» SOURCE EXTRACT:

Does that mean an initial packet(s) for a flow will be “misclassified” (not really since there should be no record yet to snatch the translated IP from) do all those initially non-classified packets end up in the same bin? (I guess even if that should not matter too much unless in extreme situations and those merit extreme reactions anyways)
>
> I'm sure there are people on this list who are a) much cleverererer than me and b) know conntrack upside down & backwards. Help is as ever gratefully received.
>
> Regarding IPv6 vs IPv4: As it currently stands the code does conntrack lookups for both so if someone is translating IPv6 addresses then we know about it. I’m now thinking about making IPv6 lookups a runtime option (default off)
That would allow to easily measure the cost of those lookups.
> From a flow/host fairness point of view I really don't care if a one to one address translation has occurred...and if someone really does implement a 'masquerading many hosts behind one IPv6 address' environment...and they still want per IP & per flow fairness then unmentionable things should be done to them.
>
> I'm not a fan of de-natting by default. Per IP fairness is not the default and requires at least one of the 'dual-???host' or 'triple-isolate' options to be relevant. I’ve also concerns on CPU usage.
Mmh, I would have thought that even for srchost and dsthost (note no dual) it would make sense to allow to deNAT? If we default to deNAT we might also default to triple-isolate, assuming that it actually works… Cake offers to refine the hashing for discerning users, but for everybody else we should pick well working defaults. Cake not being upstream yet is a virtue as we will not need to argue against the “no unexpected surprise behavior change” policy that seems to be used in the kernel (no argument from my side, for the kernel that seems a good policy, but we still can try to upstream the most useful deaults for “my mom”).
>
> CPU usage is difficult to quantify. As a rough guestimate my Archer C7 used about 10% cpu per megabit. I’d say that has gone up by 2% percent with this change, so it is heavy!
That is a tad high; maybe too high for making it a default but still it would be nice having a qdisc that by default does what naive users expect a(ll) qdisc(s) to do ;)
>
> The code is out there, if you’ve an itch...scratch it :-) Fork it, improve it etc but please don't think I'm any sort of kernel guru :-)
Yepp, I really need to get my own LEDE builds going so I can start playing around with that again. (I am slow with that as my typical use cases at home work pretty well with what we have right now; and I somehow don’t want to start with heavy bit-torrenting (how many debian DVD images could I actually ever need?) or windows10 updates).
>
> Incidentally, an obvious gaming of this: A host that has both IPv4 & v6 addresses can get at least double the bandwidth than a host with only one of them, it’s per IP fairness really, not per host.

» DATA RECORDS:
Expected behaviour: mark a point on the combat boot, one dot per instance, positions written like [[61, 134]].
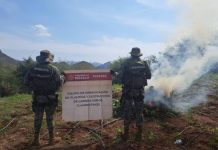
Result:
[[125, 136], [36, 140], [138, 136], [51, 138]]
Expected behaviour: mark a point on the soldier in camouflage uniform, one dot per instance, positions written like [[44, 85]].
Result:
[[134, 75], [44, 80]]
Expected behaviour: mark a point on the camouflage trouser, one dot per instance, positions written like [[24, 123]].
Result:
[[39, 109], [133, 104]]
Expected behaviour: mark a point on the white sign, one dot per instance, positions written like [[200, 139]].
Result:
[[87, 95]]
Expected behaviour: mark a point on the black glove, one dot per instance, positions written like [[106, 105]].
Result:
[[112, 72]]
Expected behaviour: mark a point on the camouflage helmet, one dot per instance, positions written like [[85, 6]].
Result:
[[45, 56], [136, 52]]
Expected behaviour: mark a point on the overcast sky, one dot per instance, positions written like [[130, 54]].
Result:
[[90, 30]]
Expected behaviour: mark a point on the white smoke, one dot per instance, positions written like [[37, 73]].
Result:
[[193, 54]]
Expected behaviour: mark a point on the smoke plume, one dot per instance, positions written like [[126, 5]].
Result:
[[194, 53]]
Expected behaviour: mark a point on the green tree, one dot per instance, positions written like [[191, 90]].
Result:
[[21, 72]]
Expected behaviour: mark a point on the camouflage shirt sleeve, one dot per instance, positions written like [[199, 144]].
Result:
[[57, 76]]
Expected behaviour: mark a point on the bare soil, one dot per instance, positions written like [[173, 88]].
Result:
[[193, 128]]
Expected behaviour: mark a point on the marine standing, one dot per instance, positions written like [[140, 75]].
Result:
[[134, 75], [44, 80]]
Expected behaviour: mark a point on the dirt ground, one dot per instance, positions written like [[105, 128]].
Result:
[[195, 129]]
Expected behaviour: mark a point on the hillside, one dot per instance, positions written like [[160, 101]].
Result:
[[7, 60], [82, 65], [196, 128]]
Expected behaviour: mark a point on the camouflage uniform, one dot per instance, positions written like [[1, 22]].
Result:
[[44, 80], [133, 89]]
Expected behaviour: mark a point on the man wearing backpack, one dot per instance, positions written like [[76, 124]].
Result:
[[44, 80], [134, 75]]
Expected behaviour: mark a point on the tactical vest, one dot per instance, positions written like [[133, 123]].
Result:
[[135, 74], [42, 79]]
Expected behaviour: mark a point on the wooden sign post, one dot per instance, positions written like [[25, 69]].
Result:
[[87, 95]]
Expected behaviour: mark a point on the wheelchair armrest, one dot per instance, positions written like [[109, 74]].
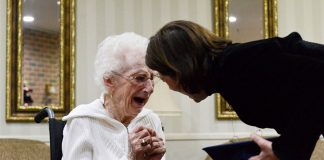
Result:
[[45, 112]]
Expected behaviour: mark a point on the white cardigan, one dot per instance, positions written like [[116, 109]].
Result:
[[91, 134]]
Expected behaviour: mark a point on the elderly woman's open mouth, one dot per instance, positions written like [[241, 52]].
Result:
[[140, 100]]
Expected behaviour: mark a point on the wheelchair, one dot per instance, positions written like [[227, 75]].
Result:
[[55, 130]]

* * *

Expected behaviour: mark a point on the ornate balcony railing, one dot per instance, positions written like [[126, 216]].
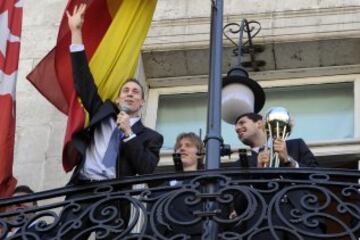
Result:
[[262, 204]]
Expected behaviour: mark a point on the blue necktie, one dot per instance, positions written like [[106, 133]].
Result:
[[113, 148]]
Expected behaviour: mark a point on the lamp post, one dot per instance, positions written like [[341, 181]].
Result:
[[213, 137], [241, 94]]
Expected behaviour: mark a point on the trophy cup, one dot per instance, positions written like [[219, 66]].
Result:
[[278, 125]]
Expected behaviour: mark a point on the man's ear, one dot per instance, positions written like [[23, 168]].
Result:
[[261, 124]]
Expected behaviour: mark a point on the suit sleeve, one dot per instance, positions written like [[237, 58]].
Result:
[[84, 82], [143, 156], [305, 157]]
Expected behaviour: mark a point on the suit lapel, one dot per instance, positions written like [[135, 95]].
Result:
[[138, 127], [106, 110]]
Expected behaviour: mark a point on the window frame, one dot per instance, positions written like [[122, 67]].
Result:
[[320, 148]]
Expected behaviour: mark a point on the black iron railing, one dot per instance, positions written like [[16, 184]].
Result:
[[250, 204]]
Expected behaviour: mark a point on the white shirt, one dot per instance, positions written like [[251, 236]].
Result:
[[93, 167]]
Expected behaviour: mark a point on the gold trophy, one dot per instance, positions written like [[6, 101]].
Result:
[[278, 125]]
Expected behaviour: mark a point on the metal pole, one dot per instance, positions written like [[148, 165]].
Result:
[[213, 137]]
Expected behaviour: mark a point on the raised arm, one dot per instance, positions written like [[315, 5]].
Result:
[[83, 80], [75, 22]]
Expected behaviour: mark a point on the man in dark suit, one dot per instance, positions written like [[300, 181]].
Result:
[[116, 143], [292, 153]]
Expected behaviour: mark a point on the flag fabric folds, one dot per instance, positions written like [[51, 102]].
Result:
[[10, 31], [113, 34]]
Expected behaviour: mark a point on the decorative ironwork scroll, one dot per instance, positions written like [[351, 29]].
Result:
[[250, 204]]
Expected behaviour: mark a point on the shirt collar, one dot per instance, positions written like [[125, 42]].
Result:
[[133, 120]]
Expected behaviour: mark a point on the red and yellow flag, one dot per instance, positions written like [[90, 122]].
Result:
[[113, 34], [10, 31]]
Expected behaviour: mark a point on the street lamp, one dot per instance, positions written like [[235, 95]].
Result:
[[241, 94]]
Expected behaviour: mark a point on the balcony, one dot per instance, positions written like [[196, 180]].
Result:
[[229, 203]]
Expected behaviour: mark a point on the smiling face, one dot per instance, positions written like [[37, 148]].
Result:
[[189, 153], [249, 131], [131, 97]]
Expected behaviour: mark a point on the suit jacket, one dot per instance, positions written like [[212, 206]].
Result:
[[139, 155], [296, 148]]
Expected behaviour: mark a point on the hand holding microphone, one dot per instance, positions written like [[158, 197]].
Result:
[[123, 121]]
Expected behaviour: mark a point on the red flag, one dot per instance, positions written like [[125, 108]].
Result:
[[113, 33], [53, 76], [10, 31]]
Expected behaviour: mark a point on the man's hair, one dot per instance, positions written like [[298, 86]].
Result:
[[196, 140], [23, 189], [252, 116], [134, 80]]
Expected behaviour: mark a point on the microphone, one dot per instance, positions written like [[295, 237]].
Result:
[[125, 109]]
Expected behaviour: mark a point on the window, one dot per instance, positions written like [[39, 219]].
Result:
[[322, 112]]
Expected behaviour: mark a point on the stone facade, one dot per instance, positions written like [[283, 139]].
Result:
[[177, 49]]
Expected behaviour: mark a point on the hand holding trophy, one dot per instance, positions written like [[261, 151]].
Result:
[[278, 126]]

---

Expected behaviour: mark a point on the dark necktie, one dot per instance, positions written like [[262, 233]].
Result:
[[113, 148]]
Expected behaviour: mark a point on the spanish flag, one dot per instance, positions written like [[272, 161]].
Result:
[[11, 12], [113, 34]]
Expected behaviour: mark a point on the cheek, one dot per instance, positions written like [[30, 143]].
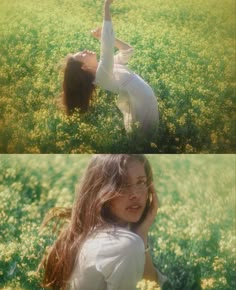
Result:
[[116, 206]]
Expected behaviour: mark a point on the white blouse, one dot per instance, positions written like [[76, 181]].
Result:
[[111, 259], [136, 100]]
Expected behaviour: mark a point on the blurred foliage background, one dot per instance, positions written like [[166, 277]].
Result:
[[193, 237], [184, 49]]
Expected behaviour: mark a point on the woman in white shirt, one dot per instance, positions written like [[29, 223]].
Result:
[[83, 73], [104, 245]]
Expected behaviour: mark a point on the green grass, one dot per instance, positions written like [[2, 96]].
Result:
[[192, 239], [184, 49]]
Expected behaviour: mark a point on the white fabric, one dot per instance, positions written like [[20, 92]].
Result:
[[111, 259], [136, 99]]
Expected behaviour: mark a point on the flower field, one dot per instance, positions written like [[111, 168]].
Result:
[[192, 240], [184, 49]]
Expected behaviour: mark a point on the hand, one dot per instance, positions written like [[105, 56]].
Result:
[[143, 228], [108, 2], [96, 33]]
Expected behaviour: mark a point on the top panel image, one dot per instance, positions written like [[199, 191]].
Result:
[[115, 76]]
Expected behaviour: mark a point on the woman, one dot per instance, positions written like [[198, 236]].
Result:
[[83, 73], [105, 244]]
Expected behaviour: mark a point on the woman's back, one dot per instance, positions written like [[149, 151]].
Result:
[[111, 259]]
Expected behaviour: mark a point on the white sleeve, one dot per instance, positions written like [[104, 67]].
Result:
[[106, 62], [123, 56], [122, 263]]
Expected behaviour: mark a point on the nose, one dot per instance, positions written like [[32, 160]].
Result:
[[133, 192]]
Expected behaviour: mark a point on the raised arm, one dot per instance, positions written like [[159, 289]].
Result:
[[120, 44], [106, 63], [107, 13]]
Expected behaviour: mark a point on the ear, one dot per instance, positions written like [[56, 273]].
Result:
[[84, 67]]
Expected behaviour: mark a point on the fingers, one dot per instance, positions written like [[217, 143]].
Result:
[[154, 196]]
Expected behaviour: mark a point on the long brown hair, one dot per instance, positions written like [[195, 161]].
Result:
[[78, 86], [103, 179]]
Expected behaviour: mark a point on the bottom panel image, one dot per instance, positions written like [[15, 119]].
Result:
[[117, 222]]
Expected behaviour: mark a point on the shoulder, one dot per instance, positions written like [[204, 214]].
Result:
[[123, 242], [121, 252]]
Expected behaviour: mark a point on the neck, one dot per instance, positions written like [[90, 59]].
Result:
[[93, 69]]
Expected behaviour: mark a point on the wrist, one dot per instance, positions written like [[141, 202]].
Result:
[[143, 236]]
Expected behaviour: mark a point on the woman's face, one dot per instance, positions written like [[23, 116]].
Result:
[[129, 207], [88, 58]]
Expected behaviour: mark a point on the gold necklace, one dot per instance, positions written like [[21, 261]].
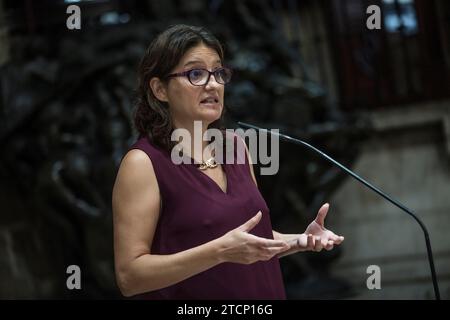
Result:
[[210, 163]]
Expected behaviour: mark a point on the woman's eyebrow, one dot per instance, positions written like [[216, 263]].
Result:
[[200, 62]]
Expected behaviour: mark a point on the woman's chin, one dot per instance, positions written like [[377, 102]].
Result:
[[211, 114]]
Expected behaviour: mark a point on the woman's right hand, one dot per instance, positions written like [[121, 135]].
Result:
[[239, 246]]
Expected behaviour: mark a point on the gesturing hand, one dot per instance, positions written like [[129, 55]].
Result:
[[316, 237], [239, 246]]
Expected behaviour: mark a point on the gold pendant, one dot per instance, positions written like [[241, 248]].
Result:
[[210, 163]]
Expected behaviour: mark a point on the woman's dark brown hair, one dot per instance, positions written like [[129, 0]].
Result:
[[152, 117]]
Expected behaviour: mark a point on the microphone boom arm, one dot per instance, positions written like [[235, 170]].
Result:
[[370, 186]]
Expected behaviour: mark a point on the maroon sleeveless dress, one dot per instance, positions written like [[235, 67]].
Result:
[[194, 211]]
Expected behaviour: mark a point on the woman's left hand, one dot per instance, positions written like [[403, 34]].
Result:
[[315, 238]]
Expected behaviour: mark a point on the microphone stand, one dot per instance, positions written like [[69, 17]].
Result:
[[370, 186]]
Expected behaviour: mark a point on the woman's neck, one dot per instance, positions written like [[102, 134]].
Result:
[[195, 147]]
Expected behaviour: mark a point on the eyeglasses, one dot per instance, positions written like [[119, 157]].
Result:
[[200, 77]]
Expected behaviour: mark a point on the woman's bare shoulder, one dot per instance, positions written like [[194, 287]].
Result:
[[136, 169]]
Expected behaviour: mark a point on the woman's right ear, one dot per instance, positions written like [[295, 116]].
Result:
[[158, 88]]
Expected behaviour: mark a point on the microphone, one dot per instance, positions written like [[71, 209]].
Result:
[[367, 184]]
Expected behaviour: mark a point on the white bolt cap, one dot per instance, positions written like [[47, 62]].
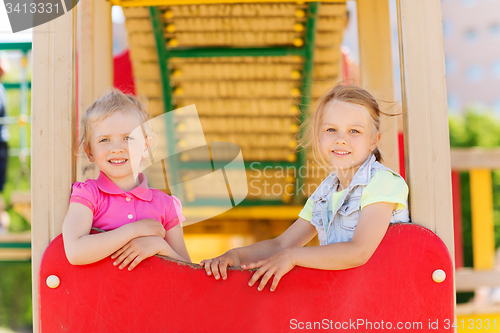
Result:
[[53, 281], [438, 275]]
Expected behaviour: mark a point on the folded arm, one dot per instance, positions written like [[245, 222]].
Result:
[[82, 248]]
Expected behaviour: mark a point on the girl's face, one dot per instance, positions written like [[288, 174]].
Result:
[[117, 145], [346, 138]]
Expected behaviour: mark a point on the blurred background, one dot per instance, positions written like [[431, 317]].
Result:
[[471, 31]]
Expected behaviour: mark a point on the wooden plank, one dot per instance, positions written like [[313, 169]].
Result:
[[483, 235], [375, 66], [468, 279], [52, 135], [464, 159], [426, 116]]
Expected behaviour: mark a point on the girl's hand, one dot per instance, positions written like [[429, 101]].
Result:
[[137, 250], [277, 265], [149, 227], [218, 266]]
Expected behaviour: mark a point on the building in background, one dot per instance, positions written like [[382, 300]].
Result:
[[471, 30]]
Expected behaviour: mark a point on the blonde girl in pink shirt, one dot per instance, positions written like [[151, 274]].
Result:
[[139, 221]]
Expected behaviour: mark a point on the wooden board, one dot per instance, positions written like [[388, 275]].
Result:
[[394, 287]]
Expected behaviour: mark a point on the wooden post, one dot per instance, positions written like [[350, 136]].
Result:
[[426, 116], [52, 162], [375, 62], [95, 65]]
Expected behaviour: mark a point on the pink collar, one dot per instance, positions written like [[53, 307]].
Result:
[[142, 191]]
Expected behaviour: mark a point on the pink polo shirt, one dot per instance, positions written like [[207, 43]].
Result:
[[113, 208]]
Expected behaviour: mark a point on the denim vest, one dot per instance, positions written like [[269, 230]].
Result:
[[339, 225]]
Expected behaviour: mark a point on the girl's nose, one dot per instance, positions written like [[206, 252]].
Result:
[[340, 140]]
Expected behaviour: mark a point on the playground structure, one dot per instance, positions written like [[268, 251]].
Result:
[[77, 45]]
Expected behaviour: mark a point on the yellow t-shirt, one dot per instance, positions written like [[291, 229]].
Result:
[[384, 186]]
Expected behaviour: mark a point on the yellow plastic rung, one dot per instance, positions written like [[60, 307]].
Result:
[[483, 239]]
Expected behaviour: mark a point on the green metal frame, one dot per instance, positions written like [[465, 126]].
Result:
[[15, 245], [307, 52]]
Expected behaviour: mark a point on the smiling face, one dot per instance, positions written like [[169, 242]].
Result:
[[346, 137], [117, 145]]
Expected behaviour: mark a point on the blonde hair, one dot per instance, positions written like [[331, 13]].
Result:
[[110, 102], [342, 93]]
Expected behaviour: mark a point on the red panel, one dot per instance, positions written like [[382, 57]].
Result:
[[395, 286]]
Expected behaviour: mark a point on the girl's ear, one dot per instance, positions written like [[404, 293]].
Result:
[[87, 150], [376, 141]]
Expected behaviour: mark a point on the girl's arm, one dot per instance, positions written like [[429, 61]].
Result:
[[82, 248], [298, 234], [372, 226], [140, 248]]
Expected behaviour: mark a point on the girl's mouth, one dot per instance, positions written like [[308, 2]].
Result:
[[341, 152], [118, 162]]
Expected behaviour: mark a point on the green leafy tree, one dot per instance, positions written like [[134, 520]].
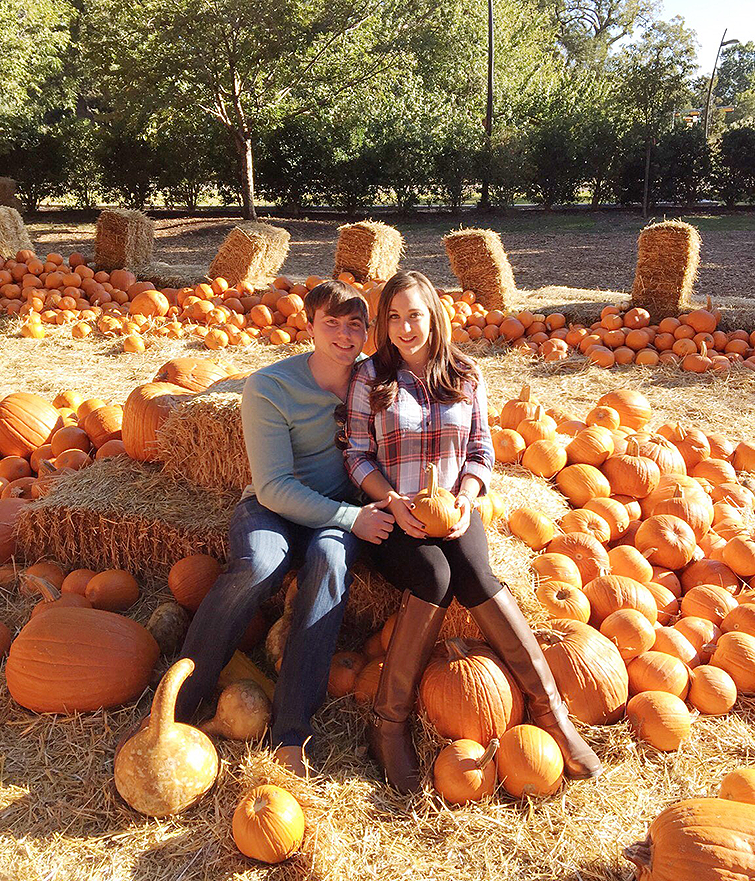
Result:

» WHAT THE TASK REQUIRES: List every word or phrase that the mailing-list excerpt above encloses in double quotation marks.

» SOLVED EXERCISE:
- misclassified
- no unexpected surprise behavior change
- my mom